_EXERCISE OBJECTIVE_
Please output the data exactly, without omitting anything.

INPUT MATERIAL section start

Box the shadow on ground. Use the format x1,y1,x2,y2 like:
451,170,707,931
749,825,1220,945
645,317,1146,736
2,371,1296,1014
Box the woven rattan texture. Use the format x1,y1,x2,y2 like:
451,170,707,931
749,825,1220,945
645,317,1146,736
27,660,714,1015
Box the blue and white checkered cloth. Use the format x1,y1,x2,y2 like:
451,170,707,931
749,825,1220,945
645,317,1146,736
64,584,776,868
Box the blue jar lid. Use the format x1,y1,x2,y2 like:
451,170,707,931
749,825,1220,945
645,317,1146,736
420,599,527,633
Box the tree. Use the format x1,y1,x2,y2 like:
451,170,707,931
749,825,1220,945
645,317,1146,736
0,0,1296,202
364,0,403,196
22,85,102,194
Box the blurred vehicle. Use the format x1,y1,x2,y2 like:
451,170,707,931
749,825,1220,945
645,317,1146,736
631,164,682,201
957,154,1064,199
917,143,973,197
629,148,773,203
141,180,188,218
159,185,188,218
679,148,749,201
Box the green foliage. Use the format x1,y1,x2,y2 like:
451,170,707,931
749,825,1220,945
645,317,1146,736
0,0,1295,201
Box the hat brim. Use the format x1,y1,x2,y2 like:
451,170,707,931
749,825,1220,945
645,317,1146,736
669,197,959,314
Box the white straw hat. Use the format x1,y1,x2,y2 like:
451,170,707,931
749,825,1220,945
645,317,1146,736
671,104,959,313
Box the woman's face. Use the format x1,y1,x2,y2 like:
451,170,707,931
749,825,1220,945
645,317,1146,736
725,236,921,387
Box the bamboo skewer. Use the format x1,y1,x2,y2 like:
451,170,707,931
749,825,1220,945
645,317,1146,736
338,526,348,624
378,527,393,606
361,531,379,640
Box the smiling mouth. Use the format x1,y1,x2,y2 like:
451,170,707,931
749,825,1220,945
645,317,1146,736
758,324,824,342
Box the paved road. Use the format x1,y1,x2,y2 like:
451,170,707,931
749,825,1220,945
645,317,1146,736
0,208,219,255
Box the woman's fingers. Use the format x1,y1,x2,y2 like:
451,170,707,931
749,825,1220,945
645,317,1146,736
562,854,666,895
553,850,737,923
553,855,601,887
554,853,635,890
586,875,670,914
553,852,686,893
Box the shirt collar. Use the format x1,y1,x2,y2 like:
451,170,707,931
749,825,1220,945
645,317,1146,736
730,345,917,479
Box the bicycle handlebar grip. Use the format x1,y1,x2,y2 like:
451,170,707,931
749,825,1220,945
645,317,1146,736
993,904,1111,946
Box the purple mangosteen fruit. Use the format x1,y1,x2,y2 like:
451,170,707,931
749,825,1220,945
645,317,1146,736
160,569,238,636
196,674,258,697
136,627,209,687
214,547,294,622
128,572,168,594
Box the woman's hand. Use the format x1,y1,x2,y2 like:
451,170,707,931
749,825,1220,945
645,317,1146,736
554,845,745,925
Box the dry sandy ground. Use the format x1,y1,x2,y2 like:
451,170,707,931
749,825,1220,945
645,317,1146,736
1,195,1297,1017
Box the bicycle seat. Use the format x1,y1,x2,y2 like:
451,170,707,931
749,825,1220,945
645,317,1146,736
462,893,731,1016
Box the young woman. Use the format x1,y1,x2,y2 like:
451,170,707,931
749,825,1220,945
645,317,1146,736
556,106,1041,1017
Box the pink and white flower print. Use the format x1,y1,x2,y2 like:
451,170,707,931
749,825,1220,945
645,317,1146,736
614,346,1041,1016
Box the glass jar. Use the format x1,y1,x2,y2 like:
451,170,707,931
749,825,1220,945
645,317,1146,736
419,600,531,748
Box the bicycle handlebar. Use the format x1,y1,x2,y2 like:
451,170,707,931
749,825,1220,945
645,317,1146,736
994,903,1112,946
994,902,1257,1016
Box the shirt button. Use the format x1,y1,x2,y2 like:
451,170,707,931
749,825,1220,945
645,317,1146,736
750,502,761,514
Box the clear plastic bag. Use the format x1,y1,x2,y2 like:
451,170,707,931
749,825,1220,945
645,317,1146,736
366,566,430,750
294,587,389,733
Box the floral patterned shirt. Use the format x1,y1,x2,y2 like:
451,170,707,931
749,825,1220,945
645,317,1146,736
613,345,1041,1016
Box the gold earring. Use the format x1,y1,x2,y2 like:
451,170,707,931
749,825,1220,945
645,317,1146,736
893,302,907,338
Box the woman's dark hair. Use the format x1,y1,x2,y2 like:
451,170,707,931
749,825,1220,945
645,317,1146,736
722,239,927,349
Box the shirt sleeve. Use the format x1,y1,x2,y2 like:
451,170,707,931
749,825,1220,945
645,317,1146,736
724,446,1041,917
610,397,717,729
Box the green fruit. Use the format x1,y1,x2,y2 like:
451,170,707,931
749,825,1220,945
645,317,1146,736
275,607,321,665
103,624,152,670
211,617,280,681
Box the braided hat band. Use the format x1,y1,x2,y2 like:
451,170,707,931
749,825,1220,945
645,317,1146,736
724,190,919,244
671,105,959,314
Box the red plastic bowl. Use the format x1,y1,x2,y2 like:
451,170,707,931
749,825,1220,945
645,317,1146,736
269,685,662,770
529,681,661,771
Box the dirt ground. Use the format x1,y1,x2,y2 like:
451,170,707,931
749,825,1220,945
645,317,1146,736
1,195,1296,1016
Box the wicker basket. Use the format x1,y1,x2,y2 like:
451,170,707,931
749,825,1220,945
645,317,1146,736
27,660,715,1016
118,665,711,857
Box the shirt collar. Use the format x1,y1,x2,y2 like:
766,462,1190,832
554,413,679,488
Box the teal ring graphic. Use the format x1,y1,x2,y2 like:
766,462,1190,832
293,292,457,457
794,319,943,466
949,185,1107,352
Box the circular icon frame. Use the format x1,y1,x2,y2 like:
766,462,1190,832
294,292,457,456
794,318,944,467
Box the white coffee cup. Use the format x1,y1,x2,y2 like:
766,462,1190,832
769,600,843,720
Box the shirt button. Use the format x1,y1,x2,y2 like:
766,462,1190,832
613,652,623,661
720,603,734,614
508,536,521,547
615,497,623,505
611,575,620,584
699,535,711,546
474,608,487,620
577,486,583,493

INPUT MATERIAL section end

_RESULT FOR THIS EXERCISE_
Box the shadow on ground. Use the format x1,y1,x2,y2 like:
451,170,707,931
749,825,1220,945
645,317,1146,736
2,371,1296,1014
Box the woven rattan texture. Use the format x1,y1,x2,y2 like:
451,170,707,931
749,825,1220,945
645,317,1146,736
27,660,714,1015
Box the blue and white checkered cloth. Use the format x1,y1,x2,y2 like:
451,170,707,931
749,825,1220,945
645,317,1146,736
64,584,776,868
Box the blue jar lid. Use the format x1,y1,x2,y2 like:
451,170,707,931
749,825,1220,945
645,317,1146,736
420,599,527,633
Box the tree. Use the format x1,y1,x2,y2 like:
451,170,707,931
749,825,1220,945
645,317,1146,736
0,0,1296,202
364,0,403,196
22,85,102,194
Box the blurred vehicle. Use the format x1,y1,x2,y2 like:
451,170,707,931
749,825,1220,945
645,317,1146,736
631,164,682,201
957,154,1064,199
917,143,973,197
629,148,773,203
141,180,188,218
159,185,188,218
679,148,749,201
Box the green foliage. Use the format x1,y1,x2,y2 like:
451,170,707,931
749,825,1220,945
645,317,1146,736
0,0,1295,201
Box the hat brim. Use the format x1,y1,x2,y2 like:
451,170,707,931
749,825,1220,945
645,317,1146,736
669,197,959,314
Box the white straw hat. Use the format x1,y1,x2,y2 like:
451,170,707,931
749,825,1220,945
645,317,1146,736
671,104,959,313
Box the woman's face. Use the format x1,y1,x2,y2 like:
451,170,707,931
749,825,1220,945
645,317,1146,736
725,236,921,387
Box the bamboo skewer. Use the format x1,y1,x2,y2 like:
451,170,707,931
749,825,1220,945
645,317,1146,736
338,526,348,624
378,527,393,606
361,531,379,640
Box the smiling mouth. Use the format x1,y1,x2,y2 like:
451,170,707,931
749,825,1220,945
645,317,1146,736
758,324,824,342
Box the paved road. Use the format x1,y1,x2,y2 like:
451,170,707,931
749,825,1220,945
645,317,1146,736
0,208,219,255
Box the woman's fingers. Use the format x1,y1,x2,y2 like:
451,170,707,931
749,825,1220,945
645,317,1146,736
562,854,666,895
553,850,737,923
553,855,601,887
554,853,635,890
586,875,670,914
553,852,686,893
Box the shirt collar. Use the format x1,y1,x2,y2 like:
451,170,707,931
749,825,1220,945
645,317,1146,736
730,345,917,479
Box the bicycle handlebar grip. Use the format x1,y1,x2,y2 like:
451,170,707,931
749,825,1220,945
645,317,1146,736
993,904,1111,946
Box the purple mangosteen fruit. Use the format x1,y1,x2,y2 like:
451,170,707,931
749,825,1220,945
645,317,1146,736
160,569,238,636
196,674,258,697
136,627,209,687
214,547,294,622
128,572,168,594
Box the woman's hand. Use the format x1,y1,x2,y2 like:
451,170,707,931
749,825,1220,945
645,317,1146,736
554,845,745,925
Box the dry sandy ground. Use the format x1,y1,x2,y2 like:
451,170,707,931
749,825,1220,945
645,317,1146,736
1,195,1297,1017
Box the bicycle seat. Use the format x1,y1,x2,y2 like:
451,170,707,931
749,825,1220,945
645,317,1146,736
462,893,731,1016
Box the young woman. Use the format x1,y1,x2,y2 like:
451,170,707,931
749,825,1220,945
645,317,1146,736
556,106,1041,1017
Box the pink and white flower print. Use the format x1,y1,x2,y2 like:
451,170,707,931
749,825,1220,945
645,317,1146,736
614,346,1041,1016
Box the glass jar. Use the format x1,y1,x2,y2 like:
451,170,707,931
749,825,1220,945
645,317,1146,736
419,600,531,748
Box the bicycle handlebar. Use the format x1,y1,x2,y2 like:
451,170,707,931
749,825,1220,945
645,317,1146,736
994,903,1112,946
994,902,1257,1016
Box the shirt button. Use the format x1,y1,x2,y2 like:
451,170,707,931
749,825,1220,945
645,317,1146,736
750,502,761,514
Box the clear plastic bag. Use the format x1,y1,x2,y2 like:
451,170,707,931
749,825,1220,945
645,317,1146,736
366,566,430,750
294,587,389,733
Box the floral patterned shirt. Use the format x1,y1,x2,y2 like:
451,170,707,931
749,825,1220,945
645,317,1146,736
613,345,1041,1016
Box the gold earring. Use the format x1,y1,x2,y2 like:
451,170,707,931
749,825,1220,945
645,317,1146,736
893,302,907,338
Box the woman's dark hair. Use the format x1,y1,x2,y2 like:
451,170,707,931
749,825,1220,945
645,317,1146,736
722,239,927,349
Box the shirt sleeve. Use the format x1,y1,x2,y2 like:
451,170,707,931
749,825,1220,945
645,317,1146,736
724,446,1041,917
610,397,717,729
Box the green fruit. Use the format x1,y1,x2,y2 like:
451,170,707,931
749,825,1220,945
645,317,1146,736
275,607,321,665
103,624,152,670
211,617,280,681
Box the braided hat band. Use the format x1,y1,x2,y2 like:
451,170,707,931
749,825,1220,945
645,317,1146,736
724,190,919,244
671,105,959,314
Box the red plastic bowl. Use the format x1,y1,x2,y2 like:
451,170,707,931
749,825,1220,945
645,317,1146,736
269,685,662,770
529,681,661,771
Box the dirt ground. Use the format x1,y1,x2,y2 like:
451,170,707,931
749,825,1220,945
645,317,1146,736
1,195,1296,1016
Box the wicker basket. Use the format x1,y1,x2,y2 like:
451,170,707,931
749,825,1220,945
645,317,1146,736
27,660,715,1016
118,665,711,857
Box the shirt collar. Use the format x1,y1,x2,y2 like:
766,462,1190,832
554,413,679,488
Box the teal ring graphic. Use the format x1,y1,x2,y2 like:
766,462,1190,832
293,292,457,457
794,319,943,466
949,185,1107,352
Box the circular icon frame. Use the format x1,y1,x2,y2 like:
766,462,1190,832
294,292,457,456
794,318,944,467
Box the white coffee cup. Use the format x1,y1,x2,y2 like:
766,462,1190,832
769,600,843,720
Box the shirt button. Use the format x1,y1,x2,y2 like:
766,462,1190,832
613,652,623,661
720,603,734,614
508,536,521,547
615,497,623,505
611,575,620,584
699,535,711,546
474,608,487,620
577,486,583,493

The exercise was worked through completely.